#### [Task description]
Rewrite the part of the entries below that opens with the line containing "Mark each instance of the blonde hair" and closes with the line containing "x=370 y=136" as a numbered list, both of those lines included and blank lines left out. Include only the lines in that span.

#### [Information given]
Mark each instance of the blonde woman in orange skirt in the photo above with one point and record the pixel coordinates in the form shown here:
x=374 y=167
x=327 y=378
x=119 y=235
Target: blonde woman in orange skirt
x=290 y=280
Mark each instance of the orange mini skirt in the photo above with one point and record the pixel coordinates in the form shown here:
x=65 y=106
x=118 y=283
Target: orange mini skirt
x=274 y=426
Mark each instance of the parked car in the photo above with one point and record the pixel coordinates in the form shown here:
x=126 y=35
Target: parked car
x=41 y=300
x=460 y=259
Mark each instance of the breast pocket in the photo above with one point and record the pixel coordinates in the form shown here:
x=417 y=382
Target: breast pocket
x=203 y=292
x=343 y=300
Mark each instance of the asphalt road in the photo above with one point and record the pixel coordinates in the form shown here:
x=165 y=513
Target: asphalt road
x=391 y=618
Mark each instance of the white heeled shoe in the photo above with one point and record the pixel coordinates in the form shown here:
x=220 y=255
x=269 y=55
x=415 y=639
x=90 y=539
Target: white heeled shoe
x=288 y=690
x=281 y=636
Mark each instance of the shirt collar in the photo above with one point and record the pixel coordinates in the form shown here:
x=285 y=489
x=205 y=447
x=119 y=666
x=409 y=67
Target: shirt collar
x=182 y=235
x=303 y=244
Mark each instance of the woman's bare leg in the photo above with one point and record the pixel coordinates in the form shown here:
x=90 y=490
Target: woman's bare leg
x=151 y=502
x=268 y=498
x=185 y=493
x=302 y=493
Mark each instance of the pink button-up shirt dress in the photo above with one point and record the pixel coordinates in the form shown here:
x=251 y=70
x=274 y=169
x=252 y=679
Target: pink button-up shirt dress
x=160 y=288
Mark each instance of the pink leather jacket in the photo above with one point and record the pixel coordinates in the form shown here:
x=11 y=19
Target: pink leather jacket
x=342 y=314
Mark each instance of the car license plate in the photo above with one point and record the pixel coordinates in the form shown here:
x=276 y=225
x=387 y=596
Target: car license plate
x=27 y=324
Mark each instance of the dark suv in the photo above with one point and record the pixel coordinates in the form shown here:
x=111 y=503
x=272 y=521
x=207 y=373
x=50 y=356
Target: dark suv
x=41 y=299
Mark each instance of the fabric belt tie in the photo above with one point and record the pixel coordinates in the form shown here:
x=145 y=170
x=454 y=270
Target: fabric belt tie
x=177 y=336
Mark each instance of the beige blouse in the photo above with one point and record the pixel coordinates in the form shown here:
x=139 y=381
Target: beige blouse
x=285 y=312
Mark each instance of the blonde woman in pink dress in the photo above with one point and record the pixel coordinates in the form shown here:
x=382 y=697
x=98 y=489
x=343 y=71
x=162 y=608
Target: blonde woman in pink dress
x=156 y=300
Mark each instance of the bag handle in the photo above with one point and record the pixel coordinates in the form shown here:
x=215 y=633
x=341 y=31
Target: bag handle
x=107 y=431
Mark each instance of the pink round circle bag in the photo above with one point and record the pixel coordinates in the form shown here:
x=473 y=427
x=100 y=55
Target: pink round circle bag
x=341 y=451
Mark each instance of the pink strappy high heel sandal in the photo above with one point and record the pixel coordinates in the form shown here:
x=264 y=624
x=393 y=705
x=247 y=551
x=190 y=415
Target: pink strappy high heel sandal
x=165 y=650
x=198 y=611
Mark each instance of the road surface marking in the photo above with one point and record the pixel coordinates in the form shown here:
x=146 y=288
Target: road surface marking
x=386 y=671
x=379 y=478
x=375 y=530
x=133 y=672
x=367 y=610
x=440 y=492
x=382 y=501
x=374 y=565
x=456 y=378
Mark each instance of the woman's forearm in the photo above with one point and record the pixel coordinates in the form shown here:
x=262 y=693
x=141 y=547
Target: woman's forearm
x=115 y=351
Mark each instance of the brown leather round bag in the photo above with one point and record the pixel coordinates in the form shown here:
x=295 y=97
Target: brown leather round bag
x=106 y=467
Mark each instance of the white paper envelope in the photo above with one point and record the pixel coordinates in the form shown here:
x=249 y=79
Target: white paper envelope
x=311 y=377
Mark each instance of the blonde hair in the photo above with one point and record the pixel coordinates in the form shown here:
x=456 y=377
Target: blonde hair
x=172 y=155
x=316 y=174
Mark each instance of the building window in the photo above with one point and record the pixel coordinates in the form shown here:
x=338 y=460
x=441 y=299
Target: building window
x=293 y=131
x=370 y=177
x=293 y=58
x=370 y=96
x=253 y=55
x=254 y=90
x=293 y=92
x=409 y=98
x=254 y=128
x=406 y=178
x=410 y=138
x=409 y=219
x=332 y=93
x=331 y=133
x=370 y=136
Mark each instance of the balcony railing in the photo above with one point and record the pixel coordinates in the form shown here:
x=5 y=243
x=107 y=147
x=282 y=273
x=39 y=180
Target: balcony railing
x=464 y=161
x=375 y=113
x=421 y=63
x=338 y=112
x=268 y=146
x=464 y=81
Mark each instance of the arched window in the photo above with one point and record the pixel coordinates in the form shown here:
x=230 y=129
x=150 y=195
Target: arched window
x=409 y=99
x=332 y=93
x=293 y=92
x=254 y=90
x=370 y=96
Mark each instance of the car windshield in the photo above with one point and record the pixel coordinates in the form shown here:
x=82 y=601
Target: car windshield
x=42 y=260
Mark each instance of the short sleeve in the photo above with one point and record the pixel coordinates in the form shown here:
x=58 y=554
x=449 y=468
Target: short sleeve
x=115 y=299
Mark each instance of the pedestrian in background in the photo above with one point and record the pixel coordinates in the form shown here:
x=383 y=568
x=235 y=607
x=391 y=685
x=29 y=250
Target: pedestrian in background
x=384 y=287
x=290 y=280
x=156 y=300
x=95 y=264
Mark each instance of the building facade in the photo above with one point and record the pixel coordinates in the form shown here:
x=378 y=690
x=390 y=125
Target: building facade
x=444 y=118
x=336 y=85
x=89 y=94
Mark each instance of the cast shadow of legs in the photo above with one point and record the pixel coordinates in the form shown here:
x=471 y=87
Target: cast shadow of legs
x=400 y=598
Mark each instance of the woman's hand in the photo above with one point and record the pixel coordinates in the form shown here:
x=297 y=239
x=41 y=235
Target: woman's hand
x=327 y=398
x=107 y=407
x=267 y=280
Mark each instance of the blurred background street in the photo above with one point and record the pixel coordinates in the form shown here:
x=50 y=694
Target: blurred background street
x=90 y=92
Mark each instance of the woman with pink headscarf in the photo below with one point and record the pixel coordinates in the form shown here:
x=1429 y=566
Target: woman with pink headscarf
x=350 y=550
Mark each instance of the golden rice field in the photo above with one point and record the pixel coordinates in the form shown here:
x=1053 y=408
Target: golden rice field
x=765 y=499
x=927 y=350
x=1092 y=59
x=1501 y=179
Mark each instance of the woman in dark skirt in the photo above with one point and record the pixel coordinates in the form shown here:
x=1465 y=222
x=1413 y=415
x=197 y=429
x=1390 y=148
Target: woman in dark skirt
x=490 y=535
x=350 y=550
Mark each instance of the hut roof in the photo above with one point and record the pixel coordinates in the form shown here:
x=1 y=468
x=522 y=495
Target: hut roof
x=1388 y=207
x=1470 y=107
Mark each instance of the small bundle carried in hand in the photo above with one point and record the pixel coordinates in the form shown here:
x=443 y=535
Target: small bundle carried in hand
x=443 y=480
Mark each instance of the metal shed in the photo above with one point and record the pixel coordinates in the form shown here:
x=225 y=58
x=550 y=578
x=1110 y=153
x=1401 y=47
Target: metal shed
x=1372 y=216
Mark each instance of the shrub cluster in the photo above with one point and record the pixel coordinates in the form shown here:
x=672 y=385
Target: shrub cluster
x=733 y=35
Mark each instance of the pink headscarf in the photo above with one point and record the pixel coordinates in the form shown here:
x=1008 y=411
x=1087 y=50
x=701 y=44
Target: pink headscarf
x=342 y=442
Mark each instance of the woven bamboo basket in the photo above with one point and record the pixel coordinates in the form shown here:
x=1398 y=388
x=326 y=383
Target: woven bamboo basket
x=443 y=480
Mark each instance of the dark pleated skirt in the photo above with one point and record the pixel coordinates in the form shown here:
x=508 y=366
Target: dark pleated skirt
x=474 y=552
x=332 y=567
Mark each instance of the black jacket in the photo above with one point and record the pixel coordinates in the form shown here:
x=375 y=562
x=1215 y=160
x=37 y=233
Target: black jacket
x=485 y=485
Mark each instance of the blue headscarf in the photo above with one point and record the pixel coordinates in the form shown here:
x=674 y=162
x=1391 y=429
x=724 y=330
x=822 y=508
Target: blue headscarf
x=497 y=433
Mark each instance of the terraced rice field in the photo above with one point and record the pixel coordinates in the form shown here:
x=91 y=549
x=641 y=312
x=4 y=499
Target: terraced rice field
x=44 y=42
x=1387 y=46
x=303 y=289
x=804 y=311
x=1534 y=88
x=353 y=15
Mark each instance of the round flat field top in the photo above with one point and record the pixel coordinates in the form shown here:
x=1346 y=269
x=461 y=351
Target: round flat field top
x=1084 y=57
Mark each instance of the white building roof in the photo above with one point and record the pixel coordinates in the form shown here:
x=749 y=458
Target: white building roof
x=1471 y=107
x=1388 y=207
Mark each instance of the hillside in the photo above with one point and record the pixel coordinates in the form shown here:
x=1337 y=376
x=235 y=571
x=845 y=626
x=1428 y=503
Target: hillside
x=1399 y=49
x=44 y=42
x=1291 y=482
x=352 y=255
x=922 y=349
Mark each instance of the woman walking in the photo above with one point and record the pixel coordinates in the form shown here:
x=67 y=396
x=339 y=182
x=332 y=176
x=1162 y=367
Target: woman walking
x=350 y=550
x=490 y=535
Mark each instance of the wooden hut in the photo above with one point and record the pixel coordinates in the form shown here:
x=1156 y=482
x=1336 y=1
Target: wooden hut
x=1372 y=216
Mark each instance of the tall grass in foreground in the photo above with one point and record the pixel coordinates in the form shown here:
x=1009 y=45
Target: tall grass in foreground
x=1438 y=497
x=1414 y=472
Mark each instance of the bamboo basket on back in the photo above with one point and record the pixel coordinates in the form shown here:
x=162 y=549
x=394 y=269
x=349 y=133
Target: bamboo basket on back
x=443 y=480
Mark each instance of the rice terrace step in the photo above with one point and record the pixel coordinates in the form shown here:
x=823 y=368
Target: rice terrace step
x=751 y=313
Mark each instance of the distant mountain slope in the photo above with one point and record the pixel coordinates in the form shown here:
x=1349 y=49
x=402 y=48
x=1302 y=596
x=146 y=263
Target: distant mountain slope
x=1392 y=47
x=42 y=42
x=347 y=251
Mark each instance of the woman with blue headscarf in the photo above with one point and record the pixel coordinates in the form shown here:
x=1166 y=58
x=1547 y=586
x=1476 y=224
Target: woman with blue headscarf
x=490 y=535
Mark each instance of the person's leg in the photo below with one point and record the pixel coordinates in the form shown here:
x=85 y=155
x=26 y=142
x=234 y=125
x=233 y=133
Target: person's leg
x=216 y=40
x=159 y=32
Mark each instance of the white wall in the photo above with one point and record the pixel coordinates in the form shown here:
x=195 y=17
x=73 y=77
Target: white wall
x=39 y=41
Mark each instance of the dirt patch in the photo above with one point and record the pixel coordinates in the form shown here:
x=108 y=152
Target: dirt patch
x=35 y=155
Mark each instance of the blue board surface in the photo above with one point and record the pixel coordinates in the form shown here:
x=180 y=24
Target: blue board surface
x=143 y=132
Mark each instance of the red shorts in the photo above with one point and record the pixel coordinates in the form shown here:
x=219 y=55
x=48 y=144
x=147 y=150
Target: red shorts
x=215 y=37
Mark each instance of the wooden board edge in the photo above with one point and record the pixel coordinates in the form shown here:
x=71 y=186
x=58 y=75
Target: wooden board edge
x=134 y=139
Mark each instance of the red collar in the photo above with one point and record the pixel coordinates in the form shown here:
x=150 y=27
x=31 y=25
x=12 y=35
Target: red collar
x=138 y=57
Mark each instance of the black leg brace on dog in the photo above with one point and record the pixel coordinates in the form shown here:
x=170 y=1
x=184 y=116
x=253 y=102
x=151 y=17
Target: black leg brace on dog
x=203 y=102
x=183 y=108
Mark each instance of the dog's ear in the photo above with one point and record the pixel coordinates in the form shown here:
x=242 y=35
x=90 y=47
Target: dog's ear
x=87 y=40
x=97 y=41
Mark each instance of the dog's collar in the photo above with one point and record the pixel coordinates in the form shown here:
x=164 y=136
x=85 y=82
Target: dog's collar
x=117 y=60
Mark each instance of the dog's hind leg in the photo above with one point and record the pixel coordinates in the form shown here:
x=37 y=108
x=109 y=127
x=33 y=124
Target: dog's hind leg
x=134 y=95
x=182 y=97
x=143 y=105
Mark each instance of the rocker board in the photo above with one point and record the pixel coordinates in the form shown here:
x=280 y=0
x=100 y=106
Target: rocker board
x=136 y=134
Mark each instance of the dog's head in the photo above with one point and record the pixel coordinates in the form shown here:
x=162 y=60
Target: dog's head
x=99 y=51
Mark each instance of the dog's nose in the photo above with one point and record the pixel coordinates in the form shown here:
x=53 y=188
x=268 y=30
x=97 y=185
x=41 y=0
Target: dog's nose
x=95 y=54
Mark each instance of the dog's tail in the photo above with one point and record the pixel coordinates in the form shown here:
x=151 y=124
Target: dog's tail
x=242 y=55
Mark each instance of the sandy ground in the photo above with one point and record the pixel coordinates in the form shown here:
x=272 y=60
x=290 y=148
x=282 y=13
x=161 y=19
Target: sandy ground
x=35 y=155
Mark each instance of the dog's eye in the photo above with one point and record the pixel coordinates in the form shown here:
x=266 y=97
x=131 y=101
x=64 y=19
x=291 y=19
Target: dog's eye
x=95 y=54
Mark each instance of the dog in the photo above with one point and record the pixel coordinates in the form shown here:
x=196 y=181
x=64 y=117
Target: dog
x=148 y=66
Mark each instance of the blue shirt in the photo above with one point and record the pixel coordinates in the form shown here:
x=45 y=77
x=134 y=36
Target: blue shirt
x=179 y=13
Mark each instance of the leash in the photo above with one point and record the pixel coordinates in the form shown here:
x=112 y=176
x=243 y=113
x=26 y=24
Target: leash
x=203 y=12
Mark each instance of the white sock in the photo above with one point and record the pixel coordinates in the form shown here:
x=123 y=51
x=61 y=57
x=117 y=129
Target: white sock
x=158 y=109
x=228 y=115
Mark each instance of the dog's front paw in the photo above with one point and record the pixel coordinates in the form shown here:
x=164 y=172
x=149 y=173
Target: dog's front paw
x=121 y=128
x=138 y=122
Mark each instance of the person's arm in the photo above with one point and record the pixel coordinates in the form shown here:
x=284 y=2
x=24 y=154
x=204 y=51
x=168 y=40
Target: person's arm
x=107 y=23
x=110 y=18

#### [Finished task]
1. Mark each instance of the blonde hair in the photo above with one point and record the pixel coordinates in the form shown here:
2. x=456 y=377
3. Target: blonde hair
4. x=172 y=155
5. x=316 y=174
6. Mark each instance of the building window in the photo above with one point and record the pixel coordinates in the form shown here:
7. x=338 y=460
8. x=441 y=299
9. Target: building window
10. x=293 y=131
11. x=370 y=177
12. x=293 y=58
13. x=370 y=96
14. x=253 y=55
15. x=254 y=90
16. x=293 y=92
17. x=409 y=98
18. x=254 y=128
19. x=406 y=178
20. x=410 y=138
21. x=409 y=219
22. x=332 y=93
23. x=331 y=133
24. x=370 y=136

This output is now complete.